::: Recorded data

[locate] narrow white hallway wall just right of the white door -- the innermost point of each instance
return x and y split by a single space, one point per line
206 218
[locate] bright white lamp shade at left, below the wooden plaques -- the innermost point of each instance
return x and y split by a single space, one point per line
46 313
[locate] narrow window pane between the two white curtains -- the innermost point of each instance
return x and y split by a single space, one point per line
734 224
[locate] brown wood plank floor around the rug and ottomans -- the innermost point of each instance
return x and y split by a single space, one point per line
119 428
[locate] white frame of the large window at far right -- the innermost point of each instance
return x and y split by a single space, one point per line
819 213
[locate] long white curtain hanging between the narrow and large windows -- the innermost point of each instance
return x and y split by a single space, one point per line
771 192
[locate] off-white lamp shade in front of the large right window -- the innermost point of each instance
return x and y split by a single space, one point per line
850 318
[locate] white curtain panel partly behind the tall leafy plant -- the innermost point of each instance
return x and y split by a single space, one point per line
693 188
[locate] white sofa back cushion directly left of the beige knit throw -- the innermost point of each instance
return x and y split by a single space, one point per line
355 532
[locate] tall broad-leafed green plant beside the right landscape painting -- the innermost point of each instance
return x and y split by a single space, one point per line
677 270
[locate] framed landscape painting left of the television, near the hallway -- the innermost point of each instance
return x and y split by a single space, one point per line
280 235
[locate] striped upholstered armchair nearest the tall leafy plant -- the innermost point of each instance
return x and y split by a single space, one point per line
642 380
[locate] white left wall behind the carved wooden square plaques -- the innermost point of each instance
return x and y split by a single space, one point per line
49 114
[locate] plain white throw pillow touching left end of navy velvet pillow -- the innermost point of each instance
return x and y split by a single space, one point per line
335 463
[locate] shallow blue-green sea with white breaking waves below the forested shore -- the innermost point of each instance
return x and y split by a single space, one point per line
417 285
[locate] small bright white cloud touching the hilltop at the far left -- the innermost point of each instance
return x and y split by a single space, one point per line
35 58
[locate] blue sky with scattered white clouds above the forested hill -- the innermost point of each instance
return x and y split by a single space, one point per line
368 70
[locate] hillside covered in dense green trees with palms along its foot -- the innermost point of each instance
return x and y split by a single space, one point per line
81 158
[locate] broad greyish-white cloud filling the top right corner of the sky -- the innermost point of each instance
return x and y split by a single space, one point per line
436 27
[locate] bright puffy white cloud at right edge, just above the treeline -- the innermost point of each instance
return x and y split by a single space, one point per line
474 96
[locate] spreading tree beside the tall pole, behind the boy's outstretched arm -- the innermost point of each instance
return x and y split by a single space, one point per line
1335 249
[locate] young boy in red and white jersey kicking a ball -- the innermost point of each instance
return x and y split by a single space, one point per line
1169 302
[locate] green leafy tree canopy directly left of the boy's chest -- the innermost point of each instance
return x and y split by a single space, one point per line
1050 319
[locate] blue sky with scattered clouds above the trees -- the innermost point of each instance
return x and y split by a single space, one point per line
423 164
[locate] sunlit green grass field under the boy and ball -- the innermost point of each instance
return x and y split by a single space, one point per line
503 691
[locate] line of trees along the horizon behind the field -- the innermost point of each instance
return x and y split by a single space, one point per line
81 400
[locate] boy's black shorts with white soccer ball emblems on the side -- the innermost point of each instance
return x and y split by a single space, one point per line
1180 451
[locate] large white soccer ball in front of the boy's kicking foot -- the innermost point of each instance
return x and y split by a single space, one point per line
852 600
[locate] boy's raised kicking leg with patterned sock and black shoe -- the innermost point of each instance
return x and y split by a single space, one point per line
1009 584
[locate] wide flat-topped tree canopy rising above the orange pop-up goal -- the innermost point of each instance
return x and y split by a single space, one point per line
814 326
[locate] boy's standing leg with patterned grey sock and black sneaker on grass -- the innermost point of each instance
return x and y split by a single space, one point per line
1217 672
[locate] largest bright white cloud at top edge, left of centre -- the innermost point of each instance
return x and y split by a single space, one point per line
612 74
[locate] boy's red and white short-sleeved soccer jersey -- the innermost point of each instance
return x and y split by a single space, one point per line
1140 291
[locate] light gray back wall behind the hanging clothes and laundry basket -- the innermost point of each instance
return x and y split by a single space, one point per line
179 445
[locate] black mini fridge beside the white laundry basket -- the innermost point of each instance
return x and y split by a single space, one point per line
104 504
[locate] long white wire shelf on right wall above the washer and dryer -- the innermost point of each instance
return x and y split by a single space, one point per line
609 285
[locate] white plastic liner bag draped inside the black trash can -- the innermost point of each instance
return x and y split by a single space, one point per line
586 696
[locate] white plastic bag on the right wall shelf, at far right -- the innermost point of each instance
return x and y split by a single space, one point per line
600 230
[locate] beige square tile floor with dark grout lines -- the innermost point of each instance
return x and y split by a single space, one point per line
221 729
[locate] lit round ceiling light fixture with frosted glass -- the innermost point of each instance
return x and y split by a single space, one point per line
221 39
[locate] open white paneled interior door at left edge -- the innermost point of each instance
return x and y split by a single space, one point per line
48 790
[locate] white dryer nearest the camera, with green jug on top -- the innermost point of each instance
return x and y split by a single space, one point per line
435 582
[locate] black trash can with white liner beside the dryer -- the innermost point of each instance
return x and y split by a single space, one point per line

::::::

Brief: Every line in the data that holds the string "broad" should be returned.

Response for this exercise:
[locate] tall broad-leafed green plant beside the right landscape painting -- the innermost point of each instance
[locate] broad greyish-white cloud filling the top right corner of the sky -- the innermost point of each instance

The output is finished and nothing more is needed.